▶ _A fazer_
[A] No trecho sobre a cultura brasileira diante das regras, em que cidade espanhola aconteceu o I Curso Euro-Brasileiro de Contratación Pública?
[B] Transcreva do trecho sobre a cultura brasileira diante das regras a passagem que vai de "Convidado a expor" até "sociais e ambientais.".

:: Trecho do texto ::

O brasileiro enfrenta os problemas sociais de maneira peculiar, conforme cultura e história próprias, mais afeitas à imprevisibilidade do drible do que ao planejamento e à organização. No dizer da Ministra Carmen Lúcia, ao analisar as constantes emendas constitucionais, diante das dificuldades de se fazer gols com os pés, seríamos capazes de alterar a regra do jogo em curso para legalizar o gol com a mão. Nós enxergamos com relativa naturalidade estas mudanças bruscas de direção, desnorteando a barreira legal, como em um drible de Garrincha.

Mas estes arroubos criativos, no que diz respeito à segurança normativa, tornam-se menos naturais quando somos confrontados com outras culturas, defensoras do planejamento social, com prevenção de riscos e análise de consequências a médio e longo prazo, em detrimento do improviso.

Este choque de concepção ficou nítido durante o I Curso Euro-Brasileiro de Contratación Pública- La Coruña/Espanha, de 1 a 5/09/2014. Ao proferir ali palestra sobre contratação pública estratégica, percebi como são diversos os parâmetros brasileiros e espanhóis diante de um impasse ambiental gerado pela própria Administração Pública.

  Convidado a expor o ponto de vista do Ministério Público de Contas, levei a debate o problema da duplicação da Av. Roberto Freire em Natal/RN, e seus efeitos sobre a área de preservação permanente do Parque das Dunas, no bojo da análise de critérios sociais e ambientais.

:::
:: Linhas ::

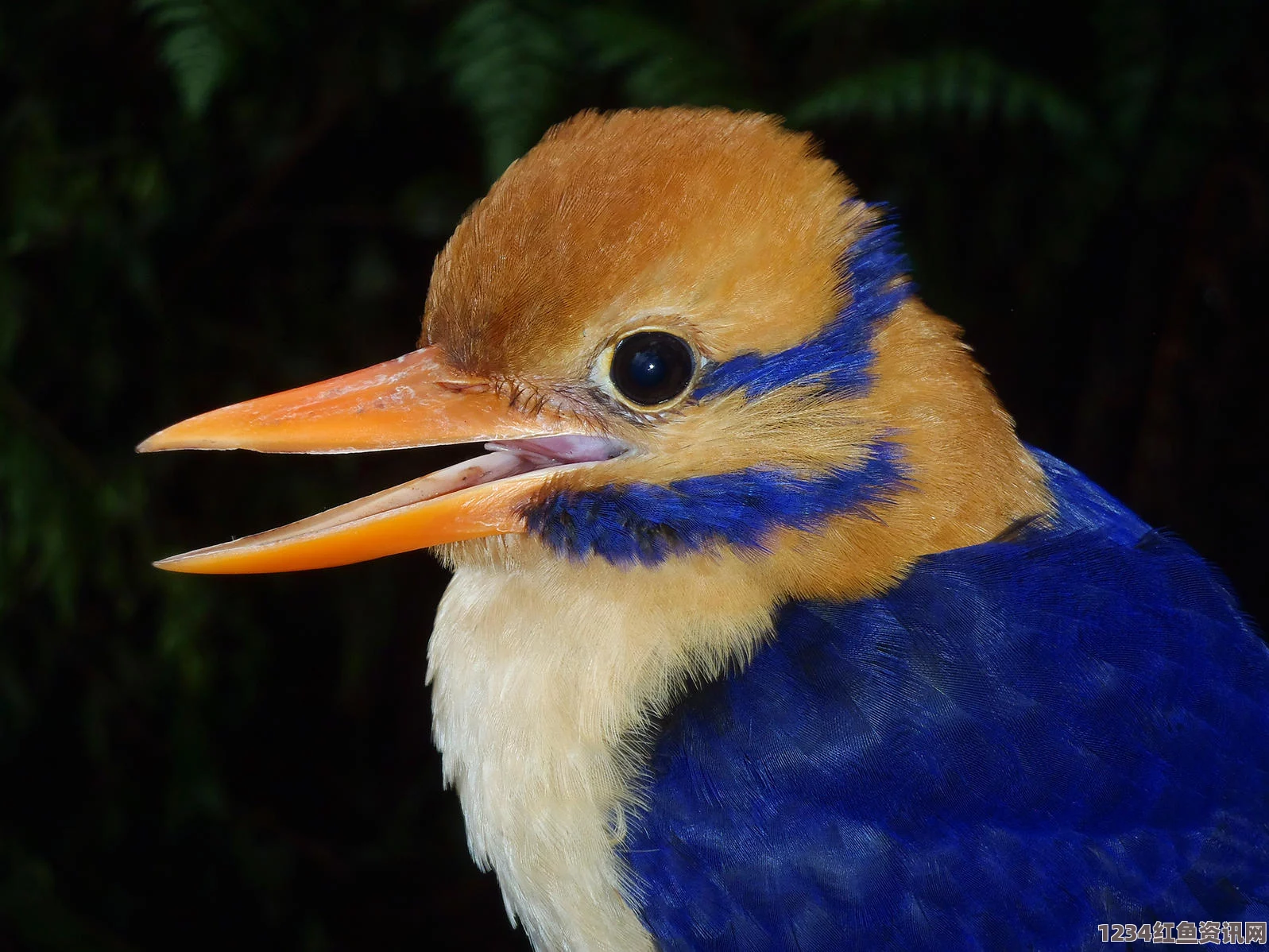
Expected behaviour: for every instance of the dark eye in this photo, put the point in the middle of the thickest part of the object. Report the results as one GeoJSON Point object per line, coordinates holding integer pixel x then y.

:::
:: Linhas ::

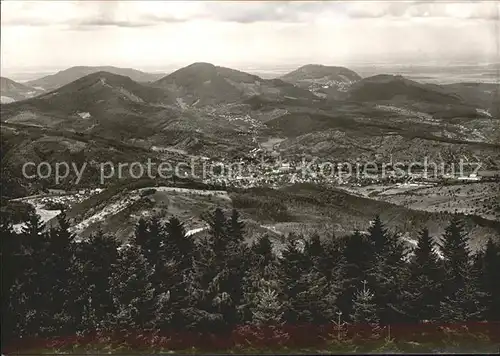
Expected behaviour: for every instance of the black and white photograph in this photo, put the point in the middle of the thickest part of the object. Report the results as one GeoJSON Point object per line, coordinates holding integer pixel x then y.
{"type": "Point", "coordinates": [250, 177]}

:::

▶ _Respostas_
[A] Em La Coruña, na Espanha.

[B]
Convidado a expor o ponto de vista do Ministério Público de Contas, levei a debate o problema da duplicação da Av. Roberto Freire em Natal/RN, e seus efeitos sobre a área de preservação permanente do Parque das Dunas, no bojo da análise de critérios sociais e ambientais.